|The COP meeting also approved guidelines on controlling tobacco flavourings and additives [AFP]
Representatives of 172 countries, signatories of the World Health Organisation's Framework Convention on Tobacco Control, have agreed on guidelines to control the use and sale of tobacco products.
The countries agreed to integrate smoking cessation programmes into national health systems, and support programmes aimed at educating people about the health risks of smoking, the WHO said in a statement on Saturday following a week-long conference in Uruguay.
"These guidelines will help countries adapt their laws to meet the false arguments of the tobacco industry," said Canadian Cancer Society senior policy analyst Rob Cunningham.
The event, known as the fourth meeting of the Conference of the Parties (COP) to the global tobacco treaty, approved guidelines on controlling tobacco flavourings and additives despite lobbying from the tobacco industry.
Control supporters say that tobacco companies use the flavourings to attract young smokers.
The COP also formed a working group to draft guidelines on taxing tobacco products, which supporters say is the most effective short-term measure to reduce consumption.
"This has been a very successful week concerning tobacco control policies," said Uruguayan Public Health Minister Daniel Olesker.
The treaty signers have demonstrated "a willingness to protect the health of the citizens of the world rather than the interests of the tobacco industry", said Laurent Huber, Director of the Framework Convention Alliance (FCA), an NGO that represents more than 350 groups worldwide supporting tobacco controls.

- SUPPLIED RECORDS:
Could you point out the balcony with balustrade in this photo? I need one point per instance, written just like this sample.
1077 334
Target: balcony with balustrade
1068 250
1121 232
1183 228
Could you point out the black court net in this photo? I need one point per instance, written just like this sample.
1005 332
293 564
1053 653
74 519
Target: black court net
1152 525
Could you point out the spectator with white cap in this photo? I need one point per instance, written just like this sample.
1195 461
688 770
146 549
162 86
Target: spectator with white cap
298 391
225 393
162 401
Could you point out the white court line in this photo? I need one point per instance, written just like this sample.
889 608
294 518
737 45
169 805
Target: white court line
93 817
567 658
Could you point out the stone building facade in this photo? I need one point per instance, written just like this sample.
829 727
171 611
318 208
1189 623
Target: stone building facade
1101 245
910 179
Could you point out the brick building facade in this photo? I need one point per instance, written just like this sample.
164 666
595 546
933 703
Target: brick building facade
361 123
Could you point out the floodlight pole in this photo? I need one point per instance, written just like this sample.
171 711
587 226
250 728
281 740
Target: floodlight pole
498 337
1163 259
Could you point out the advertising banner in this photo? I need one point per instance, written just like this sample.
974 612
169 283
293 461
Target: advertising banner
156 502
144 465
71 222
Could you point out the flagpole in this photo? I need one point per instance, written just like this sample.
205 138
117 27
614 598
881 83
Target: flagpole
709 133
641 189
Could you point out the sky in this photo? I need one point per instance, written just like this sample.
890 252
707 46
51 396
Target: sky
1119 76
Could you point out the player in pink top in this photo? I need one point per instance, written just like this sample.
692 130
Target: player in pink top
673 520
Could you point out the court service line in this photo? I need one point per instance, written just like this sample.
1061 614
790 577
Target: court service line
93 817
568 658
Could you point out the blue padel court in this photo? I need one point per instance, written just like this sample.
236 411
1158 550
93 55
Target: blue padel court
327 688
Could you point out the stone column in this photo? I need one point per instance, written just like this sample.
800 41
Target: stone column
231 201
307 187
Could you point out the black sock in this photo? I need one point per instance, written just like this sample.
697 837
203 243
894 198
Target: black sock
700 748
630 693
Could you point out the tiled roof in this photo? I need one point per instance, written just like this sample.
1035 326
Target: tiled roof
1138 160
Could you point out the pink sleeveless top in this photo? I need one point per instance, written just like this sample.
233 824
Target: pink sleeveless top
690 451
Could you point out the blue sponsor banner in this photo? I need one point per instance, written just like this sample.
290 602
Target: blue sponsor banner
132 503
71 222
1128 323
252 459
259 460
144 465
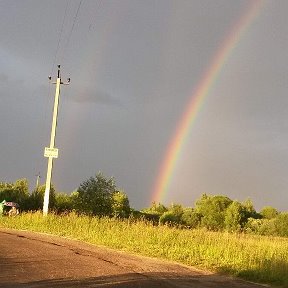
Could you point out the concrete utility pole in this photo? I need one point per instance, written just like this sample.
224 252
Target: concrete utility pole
52 152
38 176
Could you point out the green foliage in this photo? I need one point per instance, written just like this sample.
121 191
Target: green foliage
256 258
235 217
63 203
281 224
212 209
269 212
191 218
16 192
120 204
36 198
156 209
95 196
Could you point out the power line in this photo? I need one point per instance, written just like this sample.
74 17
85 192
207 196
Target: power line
60 36
72 28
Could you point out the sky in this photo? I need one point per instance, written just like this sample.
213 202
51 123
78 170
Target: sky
134 66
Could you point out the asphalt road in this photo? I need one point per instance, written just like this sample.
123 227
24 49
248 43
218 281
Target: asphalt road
40 260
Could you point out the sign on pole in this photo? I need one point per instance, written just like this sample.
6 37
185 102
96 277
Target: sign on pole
51 152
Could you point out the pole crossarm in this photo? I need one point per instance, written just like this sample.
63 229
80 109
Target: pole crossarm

- PROBLEM DESCRIPTION:
Answer these from the tobacco treaty article:
1. How many countries had representatives who agreed on the guidelines?
2. In which country was the week-long conference held?
3. What was the working group formed by the COP set up to draft?

- SOLUTION TO THE EXERCISE:
1. 172
2. Uruguay
3. Guidelines on taxing tobacco products